**要件**
以下の行から、文字列「black」を含む行をすべて選び出し、書き写してください。

**提供された行**
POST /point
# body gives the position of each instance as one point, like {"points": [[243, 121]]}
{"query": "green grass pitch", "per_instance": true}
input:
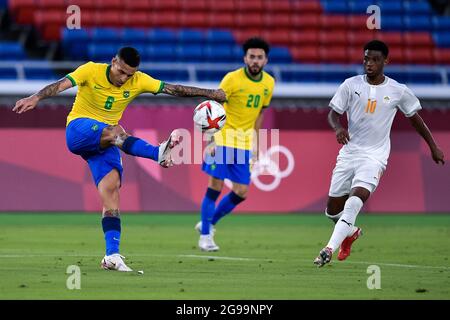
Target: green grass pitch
{"points": [[261, 257]]}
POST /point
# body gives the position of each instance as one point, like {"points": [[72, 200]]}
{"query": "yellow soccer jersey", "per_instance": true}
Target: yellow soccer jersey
{"points": [[97, 98], [245, 99]]}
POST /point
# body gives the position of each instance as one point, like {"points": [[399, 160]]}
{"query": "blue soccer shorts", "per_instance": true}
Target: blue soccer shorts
{"points": [[83, 139], [229, 163]]}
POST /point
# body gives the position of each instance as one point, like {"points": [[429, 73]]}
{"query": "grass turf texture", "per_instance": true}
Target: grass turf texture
{"points": [[261, 257]]}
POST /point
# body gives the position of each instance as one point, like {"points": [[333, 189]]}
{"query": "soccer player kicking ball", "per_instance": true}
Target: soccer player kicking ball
{"points": [[93, 132], [371, 101], [248, 91]]}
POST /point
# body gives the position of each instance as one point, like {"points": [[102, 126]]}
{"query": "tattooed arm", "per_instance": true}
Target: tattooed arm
{"points": [[51, 90], [184, 91]]}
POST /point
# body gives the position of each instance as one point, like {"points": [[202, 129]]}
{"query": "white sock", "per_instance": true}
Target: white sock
{"points": [[335, 217], [345, 226]]}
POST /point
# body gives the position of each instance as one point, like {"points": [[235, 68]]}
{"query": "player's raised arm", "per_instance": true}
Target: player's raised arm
{"points": [[186, 91], [51, 90], [342, 135], [420, 126]]}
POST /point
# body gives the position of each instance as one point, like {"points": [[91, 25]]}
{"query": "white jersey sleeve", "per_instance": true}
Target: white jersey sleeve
{"points": [[339, 102], [409, 104]]}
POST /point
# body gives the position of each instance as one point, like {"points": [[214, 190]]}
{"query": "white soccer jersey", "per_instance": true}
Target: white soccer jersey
{"points": [[370, 112]]}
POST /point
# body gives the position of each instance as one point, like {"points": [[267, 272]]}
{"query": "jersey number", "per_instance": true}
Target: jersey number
{"points": [[253, 99], [371, 106], [109, 102]]}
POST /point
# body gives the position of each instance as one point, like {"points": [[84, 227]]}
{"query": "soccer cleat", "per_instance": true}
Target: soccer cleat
{"points": [[115, 262], [212, 230], [206, 243], [164, 157], [324, 257], [346, 245]]}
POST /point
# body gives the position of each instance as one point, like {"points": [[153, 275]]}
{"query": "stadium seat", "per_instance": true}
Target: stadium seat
{"points": [[133, 35], [7, 73], [162, 36], [211, 75], [221, 37], [188, 37], [11, 51]]}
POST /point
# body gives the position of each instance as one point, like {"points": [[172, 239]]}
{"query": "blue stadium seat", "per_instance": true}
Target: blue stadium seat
{"points": [[162, 36], [221, 37], [442, 39], [390, 8], [101, 52], [219, 53], [168, 75], [105, 35], [190, 53], [417, 23], [211, 75], [8, 73], [191, 37], [391, 23], [161, 53], [11, 51], [134, 35], [417, 8], [441, 23], [280, 55], [39, 74]]}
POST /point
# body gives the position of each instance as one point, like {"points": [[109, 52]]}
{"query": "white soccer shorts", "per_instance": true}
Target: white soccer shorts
{"points": [[351, 173]]}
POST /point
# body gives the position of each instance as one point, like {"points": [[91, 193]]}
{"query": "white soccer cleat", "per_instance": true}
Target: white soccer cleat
{"points": [[206, 243], [115, 262], [164, 157], [212, 230]]}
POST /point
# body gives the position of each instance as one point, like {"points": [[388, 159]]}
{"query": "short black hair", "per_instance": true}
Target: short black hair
{"points": [[256, 43], [130, 56], [377, 45]]}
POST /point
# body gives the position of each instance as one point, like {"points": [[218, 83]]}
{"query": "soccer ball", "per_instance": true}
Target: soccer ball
{"points": [[209, 116]]}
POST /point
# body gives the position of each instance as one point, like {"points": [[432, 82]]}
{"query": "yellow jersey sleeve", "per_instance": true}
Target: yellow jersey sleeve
{"points": [[149, 84], [81, 74], [227, 85]]}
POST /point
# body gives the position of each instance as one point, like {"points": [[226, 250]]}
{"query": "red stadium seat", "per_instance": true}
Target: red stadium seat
{"points": [[304, 54], [109, 4], [391, 38], [304, 38], [305, 21], [279, 6], [419, 56], [194, 5], [194, 20], [249, 6], [359, 38], [418, 39], [139, 6], [333, 54], [357, 23], [333, 22], [249, 20], [224, 20], [137, 19], [277, 20], [277, 37], [166, 19], [306, 7], [51, 4], [109, 18], [442, 56], [337, 38]]}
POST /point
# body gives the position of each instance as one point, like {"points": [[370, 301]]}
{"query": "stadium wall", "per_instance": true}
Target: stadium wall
{"points": [[40, 174]]}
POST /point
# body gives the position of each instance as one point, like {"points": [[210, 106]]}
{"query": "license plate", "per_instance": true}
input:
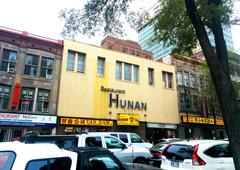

**解答全文**
{"query": "short black hair", "per_instance": true}
Target: short black hair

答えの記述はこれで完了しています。